*Given passage*
⟨
## Imports

In [4]:
import numpy as np
import random
import time
import gymnasium as gym
import torch
from evogym.envs import *
from evogym import EvoViewer, get_full_connectivity
from neural_controller import NeuralController, set_weights
import matplotlib.pyplot as plt

## Utils

In [5]:
def run_experiment(algorithm, num_runs=5, num_generations=100, scenario='DownStepper-v0', steps=500):
    """
    Run an evolutionary algorithm multiple times and store key results.

    Parameters:
        algorithm (function): The function that runs an evolutionary algorithm (e.g., `evolution_strategy`).
        num_runs (int): Number of times to run the algorithm.
        num_generations (int): Number of generations per run.
        scenario (str): Environment scenario.
        steps (int): Number of steps per simulation.

    Returns:
        best_overall_weights (list): Best neural network weights found across all runs.
        best_overall_fitness (float): Best fitness score found across all runs.
        mean_fitness_per_generation (np.array): Mean best fitness per generation across all runs.
        mean_fitnesses (np.array): Mean of mean fitness scores per generation.
        mean_execution_time (float): Mean execution time across all runs.
        std_fitnesses (np.array): Standard deviation of fitness scores per generation.
    """

    # Initialize storage variables
    best_fitnesses_overall = np.zeros(num_generations)  # Sum fitness scores across runs (to average later)
    mean_fitnesses = np.zeros(num_generations)  # Sum mean fitness scores across runs (to average later)
    std_fitnesses = np.zeros(num_generations)  # Sum std fitness scores across runs (to average later)
    
    total_execution_time = 0
    best_overall_fitness = float('-inf')
    best_overall_weights = None

    for i in range(num_runs):
        print(f"\nRunning {algorithm.__name__} {i + 1}/{num_runs}...")

        # Run the algorithm and extract results
        best_weights, best_fitness, best_fitness_scores, mean_fitnesses_run, execution_time, std_fitness_scores_run = algorithm()

        print(f"Best fitness score of run {i + 1}: {best_fitness:.3f}")

        # Accumulate fitness data for averaging
        best_fitnesses_overall += np.array(best_fitness_scores)  
        mean_fitnesses += np.array(mean_fitnesses_run)  
        std_fitnesses += np.array(std_fitness_scores_run)
⟩
*Task A*
In the notebook code, what default value does run_experiment give its scenario parameter?
*Task B*
Which parameters does the run_experiment function in the notebook code accept?
*Task C*
Print the notebook code between "mean_execution_time (float): Mean" and "of fitness scores per generation.", inclusive.

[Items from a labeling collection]
⟨
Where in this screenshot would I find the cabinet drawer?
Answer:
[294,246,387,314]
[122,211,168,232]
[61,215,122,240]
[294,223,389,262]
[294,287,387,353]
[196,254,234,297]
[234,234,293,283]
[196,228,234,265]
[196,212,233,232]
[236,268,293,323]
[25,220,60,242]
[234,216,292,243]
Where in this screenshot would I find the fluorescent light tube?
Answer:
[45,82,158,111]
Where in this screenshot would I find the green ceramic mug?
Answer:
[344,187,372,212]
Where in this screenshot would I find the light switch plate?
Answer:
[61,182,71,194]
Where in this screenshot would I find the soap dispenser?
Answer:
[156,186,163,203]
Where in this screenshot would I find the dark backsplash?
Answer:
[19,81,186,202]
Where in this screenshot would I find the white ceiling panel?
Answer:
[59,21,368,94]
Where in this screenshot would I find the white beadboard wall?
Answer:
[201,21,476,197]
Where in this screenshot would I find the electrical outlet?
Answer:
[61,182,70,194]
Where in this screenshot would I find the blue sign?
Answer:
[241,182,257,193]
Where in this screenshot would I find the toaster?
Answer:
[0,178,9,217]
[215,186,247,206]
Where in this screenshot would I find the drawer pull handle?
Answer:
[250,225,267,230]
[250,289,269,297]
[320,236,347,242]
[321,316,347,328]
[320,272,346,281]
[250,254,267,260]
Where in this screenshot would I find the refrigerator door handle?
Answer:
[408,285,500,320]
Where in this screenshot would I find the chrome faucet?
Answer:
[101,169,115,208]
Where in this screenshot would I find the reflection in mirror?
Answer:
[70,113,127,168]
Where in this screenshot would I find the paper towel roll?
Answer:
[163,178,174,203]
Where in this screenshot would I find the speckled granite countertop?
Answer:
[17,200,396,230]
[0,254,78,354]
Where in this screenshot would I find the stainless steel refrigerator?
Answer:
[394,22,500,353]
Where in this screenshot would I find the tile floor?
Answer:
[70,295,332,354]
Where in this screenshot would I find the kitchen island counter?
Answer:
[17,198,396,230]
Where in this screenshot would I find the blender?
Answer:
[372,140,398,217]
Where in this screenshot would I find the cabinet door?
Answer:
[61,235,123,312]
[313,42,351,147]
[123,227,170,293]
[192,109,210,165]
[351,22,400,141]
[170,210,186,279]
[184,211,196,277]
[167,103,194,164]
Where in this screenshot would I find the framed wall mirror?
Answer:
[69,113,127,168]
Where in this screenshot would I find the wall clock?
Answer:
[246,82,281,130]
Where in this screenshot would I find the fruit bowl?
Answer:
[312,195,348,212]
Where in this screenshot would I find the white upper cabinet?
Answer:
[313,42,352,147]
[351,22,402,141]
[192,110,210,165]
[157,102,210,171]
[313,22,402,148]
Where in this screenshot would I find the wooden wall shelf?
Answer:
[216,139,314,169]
⟩
*Problem solution A*
'DownStepper-v0'

*Problem solution B*
algorithm, num_runs, num_generations, scenario, steps

*Problem solution C*
mean_execution_time (float): Mean execution time across all runs.
        std_fitnesses (np.array): Standard deviation of fitness scores per generation.